**The problem:** Rewrite the items from the start through the line containing "x=128, y=177" as a two-column CSV with the headers item and answer. Give one row per item, put each field in quotation marks with its line breaks replaced by spaces, and omit the pictures.

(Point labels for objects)

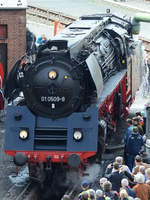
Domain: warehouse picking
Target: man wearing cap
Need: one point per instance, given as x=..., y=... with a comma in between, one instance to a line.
x=85, y=188
x=133, y=146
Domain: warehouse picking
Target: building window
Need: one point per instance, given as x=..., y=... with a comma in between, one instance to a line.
x=3, y=31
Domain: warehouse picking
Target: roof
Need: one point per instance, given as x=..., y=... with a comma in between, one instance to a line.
x=11, y=4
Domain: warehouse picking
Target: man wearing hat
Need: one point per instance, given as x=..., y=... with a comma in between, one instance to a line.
x=133, y=146
x=85, y=188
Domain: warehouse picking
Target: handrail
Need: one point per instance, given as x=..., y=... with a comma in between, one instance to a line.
x=36, y=13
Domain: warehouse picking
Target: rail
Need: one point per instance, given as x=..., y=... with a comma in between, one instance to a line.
x=48, y=16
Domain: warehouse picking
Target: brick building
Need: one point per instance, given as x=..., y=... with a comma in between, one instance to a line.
x=12, y=32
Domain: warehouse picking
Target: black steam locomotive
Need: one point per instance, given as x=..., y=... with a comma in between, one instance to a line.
x=77, y=85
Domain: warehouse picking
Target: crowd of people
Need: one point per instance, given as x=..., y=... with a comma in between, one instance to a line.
x=128, y=177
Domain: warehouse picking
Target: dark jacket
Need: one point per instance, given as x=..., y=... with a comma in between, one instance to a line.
x=134, y=144
x=115, y=178
x=131, y=192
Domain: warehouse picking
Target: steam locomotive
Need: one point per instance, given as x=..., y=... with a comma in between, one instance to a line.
x=63, y=102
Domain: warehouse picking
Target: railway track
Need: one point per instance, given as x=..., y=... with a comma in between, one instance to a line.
x=18, y=193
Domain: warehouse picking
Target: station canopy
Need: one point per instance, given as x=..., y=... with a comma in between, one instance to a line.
x=13, y=4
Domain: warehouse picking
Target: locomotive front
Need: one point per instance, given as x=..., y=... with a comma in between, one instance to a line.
x=58, y=115
x=55, y=86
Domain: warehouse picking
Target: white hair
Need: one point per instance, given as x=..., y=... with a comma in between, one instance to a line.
x=99, y=193
x=103, y=180
x=124, y=182
x=139, y=178
x=119, y=159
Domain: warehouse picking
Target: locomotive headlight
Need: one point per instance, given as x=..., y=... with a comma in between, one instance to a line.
x=52, y=74
x=23, y=134
x=77, y=135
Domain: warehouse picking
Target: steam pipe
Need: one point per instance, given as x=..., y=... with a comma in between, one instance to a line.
x=139, y=17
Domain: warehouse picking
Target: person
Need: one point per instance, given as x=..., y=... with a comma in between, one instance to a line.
x=142, y=189
x=140, y=117
x=115, y=177
x=42, y=39
x=101, y=182
x=30, y=42
x=99, y=195
x=135, y=122
x=147, y=173
x=124, y=195
x=128, y=132
x=92, y=194
x=108, y=192
x=133, y=146
x=125, y=185
x=84, y=187
x=139, y=162
x=84, y=196
x=119, y=160
x=66, y=197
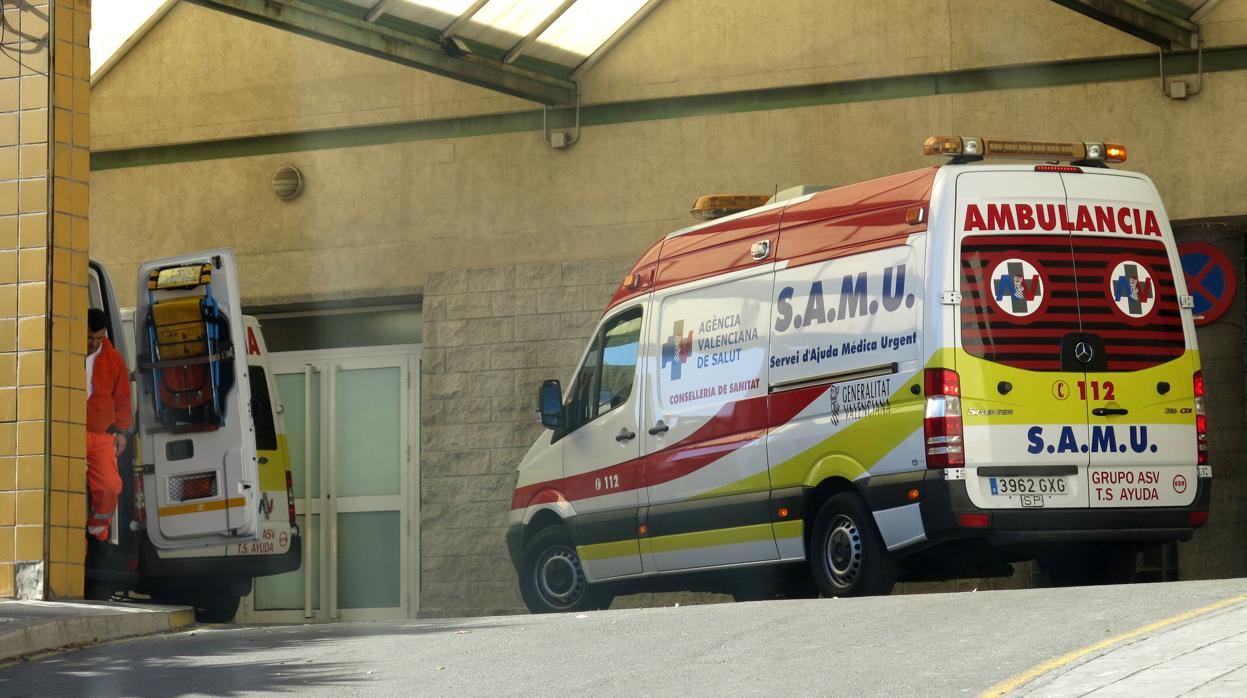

**Full output:**
item,answer
"Domain: warehouse picking Target: man wearing cap Need: one point per instance, given as x=..., y=... with a comma in between, one instance to a line.","x=85, y=188 x=133, y=146"
"Domain: warehouse picking Target: building window Need: one point per instance, given as x=..., y=... with a comma in between, one instance to a line.","x=3, y=31"
"Domain: warehouse picking Target: roof Need: one point per instance, given as x=..., y=... with a comma in between, one instance to a line.","x=11, y=4"
"Domain: warehouse picking Target: man wearing hat Need: one point per instance, given as x=..., y=... with a comma in between, one instance to a line.","x=133, y=146 x=85, y=188"
"Domain: warehouse picking Target: handrail Need: one point per instance, given as x=..., y=... with a comma in between, one instance to a line.","x=36, y=13"
"Domain: warehouse picking Target: rail Need: one point per instance, given as x=..., y=... with a comma in between, one instance to a line.","x=48, y=16"
"Domain: warehouse picking Target: brick building Need: one point per instance, given as x=..., y=... with a comma in between, one instance to a line.","x=12, y=32"
"Domain: warehouse picking Target: black steam locomotive Need: one point per instance, given as x=..., y=... with a comma in between, one instance to a line.","x=77, y=85"
"Domain: warehouse picking Target: crowd of people Need: one point per instance, given as x=..., y=... with a comma in between, one instance to a line.","x=128, y=177"